» Instructions for the task:
Filter this material down to the lines that hold "lips", copying each one.

» Dataset:
• • •

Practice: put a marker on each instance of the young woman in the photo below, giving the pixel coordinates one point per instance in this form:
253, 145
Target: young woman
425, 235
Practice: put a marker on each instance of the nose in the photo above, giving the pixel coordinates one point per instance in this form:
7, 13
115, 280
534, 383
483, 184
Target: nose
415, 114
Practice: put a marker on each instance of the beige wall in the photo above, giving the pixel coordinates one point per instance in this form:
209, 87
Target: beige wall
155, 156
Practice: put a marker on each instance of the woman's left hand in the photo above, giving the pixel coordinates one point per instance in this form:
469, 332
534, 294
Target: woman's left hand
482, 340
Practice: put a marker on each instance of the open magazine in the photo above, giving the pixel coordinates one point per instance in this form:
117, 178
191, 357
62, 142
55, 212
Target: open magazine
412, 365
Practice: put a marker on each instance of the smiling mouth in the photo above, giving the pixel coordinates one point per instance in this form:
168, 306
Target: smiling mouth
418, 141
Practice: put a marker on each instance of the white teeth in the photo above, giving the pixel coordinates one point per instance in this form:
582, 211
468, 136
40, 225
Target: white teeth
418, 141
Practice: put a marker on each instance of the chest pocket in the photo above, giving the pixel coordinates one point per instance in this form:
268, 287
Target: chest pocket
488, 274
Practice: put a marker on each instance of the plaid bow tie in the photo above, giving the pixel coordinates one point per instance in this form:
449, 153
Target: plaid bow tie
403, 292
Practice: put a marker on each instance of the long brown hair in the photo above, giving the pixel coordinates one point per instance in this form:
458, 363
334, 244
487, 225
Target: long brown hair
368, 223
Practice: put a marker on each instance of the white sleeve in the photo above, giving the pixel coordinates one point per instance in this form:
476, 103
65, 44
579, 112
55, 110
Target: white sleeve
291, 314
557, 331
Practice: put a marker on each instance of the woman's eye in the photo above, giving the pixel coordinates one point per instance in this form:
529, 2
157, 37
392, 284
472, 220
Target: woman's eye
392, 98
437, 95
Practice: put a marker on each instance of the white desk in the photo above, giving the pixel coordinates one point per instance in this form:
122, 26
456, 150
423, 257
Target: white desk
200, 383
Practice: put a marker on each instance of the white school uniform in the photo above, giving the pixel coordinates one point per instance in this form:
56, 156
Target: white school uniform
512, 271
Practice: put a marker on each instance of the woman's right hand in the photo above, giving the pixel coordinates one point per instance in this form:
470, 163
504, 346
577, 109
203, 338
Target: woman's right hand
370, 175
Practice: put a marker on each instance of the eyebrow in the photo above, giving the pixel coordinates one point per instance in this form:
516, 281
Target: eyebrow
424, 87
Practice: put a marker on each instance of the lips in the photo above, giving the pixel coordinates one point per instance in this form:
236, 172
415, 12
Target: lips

• • •

» Written solution:
Practice: put a marker on each instance of the lips in the photo above, giving the pixel coordinates one point per instance in this form:
Target: lips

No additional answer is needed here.